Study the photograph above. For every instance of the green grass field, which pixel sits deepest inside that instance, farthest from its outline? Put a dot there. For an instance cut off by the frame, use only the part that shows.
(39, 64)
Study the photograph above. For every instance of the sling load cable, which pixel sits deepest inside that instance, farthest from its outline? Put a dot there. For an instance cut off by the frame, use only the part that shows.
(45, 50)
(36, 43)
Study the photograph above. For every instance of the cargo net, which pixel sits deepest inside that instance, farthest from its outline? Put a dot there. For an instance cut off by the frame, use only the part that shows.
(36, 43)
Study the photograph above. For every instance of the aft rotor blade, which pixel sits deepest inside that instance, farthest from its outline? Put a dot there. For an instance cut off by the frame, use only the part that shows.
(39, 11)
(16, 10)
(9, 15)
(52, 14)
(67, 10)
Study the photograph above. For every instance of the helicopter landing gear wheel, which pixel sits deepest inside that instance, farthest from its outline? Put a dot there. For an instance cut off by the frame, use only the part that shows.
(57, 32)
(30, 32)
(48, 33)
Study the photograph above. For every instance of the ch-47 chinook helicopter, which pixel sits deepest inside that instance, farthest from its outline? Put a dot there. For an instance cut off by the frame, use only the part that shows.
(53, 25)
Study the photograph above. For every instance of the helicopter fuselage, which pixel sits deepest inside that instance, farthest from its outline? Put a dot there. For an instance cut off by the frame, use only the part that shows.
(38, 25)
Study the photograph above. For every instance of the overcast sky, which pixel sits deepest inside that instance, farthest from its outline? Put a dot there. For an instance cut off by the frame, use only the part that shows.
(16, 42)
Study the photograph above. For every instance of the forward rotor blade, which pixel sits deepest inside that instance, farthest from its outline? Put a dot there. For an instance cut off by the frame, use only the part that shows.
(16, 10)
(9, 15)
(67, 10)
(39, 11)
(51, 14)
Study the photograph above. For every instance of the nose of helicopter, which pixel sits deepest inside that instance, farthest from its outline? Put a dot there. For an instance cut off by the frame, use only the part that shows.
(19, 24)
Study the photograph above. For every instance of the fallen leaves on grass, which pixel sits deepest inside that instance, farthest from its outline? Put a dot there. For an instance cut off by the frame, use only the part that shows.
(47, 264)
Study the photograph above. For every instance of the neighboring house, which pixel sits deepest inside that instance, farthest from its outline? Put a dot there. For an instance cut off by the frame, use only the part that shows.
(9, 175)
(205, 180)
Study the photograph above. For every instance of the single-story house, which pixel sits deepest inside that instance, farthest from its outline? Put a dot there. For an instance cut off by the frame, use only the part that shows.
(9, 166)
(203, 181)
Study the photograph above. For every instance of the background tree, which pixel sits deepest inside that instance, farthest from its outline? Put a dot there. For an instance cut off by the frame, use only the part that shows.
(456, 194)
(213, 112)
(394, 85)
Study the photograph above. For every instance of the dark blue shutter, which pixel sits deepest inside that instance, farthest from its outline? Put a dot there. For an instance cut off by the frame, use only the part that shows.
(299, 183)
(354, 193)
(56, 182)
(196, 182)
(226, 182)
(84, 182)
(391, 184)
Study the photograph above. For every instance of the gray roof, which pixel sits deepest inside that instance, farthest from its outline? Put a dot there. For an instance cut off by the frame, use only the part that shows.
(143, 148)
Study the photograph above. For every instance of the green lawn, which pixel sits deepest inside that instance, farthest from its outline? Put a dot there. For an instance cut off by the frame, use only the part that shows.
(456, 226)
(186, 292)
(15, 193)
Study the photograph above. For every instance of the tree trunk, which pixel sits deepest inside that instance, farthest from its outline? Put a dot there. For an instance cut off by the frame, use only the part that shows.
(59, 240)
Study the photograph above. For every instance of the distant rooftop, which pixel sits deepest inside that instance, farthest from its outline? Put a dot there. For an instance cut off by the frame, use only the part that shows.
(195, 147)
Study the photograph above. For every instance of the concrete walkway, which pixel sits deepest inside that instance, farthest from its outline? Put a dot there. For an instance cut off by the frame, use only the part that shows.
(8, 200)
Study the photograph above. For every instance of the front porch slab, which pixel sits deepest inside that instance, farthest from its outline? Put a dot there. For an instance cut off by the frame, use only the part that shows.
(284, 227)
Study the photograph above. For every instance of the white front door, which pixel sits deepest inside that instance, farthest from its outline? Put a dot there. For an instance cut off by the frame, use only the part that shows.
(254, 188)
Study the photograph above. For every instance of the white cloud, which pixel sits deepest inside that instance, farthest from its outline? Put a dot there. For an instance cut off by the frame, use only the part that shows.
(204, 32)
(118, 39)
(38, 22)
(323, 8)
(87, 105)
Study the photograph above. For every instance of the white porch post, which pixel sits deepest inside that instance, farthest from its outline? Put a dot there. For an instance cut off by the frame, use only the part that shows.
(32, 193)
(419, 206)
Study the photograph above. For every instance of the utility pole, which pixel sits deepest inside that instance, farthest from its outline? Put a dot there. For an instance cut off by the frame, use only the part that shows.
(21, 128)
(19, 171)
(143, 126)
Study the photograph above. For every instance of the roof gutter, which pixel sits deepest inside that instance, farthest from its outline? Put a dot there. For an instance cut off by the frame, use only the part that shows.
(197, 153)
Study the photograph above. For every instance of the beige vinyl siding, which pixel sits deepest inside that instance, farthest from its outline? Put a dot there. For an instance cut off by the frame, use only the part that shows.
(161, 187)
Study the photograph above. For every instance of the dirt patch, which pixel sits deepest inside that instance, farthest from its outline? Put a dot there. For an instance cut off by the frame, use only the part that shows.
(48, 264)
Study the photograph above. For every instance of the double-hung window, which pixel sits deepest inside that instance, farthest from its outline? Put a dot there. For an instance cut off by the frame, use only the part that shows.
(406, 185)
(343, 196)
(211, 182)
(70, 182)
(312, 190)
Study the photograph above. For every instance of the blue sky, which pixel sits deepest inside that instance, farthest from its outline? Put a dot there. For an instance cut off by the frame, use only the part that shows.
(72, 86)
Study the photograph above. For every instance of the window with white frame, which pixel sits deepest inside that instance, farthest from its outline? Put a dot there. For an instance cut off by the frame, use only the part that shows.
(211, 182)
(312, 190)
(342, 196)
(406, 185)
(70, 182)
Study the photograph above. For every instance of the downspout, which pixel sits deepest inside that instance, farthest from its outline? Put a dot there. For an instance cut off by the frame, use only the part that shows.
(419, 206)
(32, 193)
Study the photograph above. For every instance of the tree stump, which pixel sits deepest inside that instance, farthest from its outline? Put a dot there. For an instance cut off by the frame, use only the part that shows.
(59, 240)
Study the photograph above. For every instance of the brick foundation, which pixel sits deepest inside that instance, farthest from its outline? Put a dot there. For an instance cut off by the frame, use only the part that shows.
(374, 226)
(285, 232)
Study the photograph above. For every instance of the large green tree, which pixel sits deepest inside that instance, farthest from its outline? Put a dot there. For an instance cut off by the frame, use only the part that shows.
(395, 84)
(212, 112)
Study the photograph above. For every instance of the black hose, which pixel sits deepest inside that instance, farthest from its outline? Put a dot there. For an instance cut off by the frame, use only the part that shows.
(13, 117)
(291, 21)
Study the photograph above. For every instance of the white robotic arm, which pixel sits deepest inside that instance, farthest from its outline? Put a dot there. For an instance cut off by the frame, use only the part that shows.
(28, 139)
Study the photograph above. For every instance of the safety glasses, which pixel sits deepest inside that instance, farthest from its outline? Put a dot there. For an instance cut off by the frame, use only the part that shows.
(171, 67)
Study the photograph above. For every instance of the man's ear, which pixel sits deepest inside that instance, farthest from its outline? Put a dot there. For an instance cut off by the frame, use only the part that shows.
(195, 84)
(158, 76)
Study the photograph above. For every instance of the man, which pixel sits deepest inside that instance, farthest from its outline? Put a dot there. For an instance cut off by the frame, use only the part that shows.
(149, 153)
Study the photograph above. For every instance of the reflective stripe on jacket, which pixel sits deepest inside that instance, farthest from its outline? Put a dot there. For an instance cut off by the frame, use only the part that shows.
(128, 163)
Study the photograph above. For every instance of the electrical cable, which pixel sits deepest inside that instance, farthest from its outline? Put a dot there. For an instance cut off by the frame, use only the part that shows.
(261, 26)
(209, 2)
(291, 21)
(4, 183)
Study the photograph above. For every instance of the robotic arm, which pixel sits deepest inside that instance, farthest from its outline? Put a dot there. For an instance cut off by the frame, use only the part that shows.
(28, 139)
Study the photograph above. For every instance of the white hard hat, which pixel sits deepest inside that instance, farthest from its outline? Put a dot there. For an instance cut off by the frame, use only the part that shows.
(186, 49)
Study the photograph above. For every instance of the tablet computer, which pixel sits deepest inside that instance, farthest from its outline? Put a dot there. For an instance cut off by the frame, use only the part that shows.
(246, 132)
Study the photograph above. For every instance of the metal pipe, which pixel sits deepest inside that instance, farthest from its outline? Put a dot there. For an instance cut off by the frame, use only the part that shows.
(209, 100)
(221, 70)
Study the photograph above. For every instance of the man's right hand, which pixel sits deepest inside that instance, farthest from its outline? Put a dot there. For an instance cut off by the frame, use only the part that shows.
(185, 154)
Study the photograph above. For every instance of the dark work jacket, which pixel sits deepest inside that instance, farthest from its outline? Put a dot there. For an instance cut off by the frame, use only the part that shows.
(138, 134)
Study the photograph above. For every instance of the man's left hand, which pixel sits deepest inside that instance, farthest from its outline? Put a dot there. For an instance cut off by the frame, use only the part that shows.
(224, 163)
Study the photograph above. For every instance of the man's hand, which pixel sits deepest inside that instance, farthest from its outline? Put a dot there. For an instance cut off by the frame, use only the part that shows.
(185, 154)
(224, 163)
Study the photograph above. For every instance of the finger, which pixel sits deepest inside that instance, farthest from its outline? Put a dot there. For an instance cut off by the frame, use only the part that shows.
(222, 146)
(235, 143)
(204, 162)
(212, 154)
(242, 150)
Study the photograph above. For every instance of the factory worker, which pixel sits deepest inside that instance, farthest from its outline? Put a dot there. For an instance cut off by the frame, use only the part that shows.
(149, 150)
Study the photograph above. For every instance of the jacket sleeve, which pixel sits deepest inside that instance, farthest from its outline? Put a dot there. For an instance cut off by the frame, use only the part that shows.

■ ■ ■ ■ ■ ■ ■

** What this task involves **
In the entries above, find the line containing "the man's right". Set down that line and every line after it through the last one, exactly and alone.

** Written answer **
Study the photograph above. For every instance of the man's right hand, which pixel sits deepest inside that instance, farthest from its outline? Put a dot there. For an instance cut off by the frame, use only the part that shows.
(185, 154)
Study the photograph above. For every instance of the dark work jacket, which pixel sits deepest inside that instance, farthest from its outline? Put a dot there. For an instance cut off by the frame, use only the part that shows.
(138, 134)
Study the photograph above. For every instance of the man's left hand, which pixel sits deepest inside that instance, farthest from its outline? Put a dot there. For an instance cut off by the frame, use only the part that shows.
(224, 163)
Study the photograph above. For every instance of the man's hand, which pixel sits deepest inside that instance, farthest from its outline? Put a dot there. For an instance cut off by the frame, use only the part that shows.
(185, 154)
(224, 163)
Study the photograph above. For every instance of the finger, which pixel sits deepest inside that instance, farthest from its outline? Put a dot there. For an instance cut off by the frame, use only the part that shows.
(222, 146)
(235, 143)
(204, 162)
(212, 154)
(242, 150)
Study the photograph above. For every instance of the factory worker, which pixel sits deepest inside that instance, farthest from its outline? Put a dot there. For an instance cut off by the frame, use only the part that shows.
(149, 150)
Study the photograph above. For every instance of the jacket sleeve, which pixel sits deepest inside that instance, farthest from its outline? Put a dot there. For an instance cut off by the frame, use only the part that shows.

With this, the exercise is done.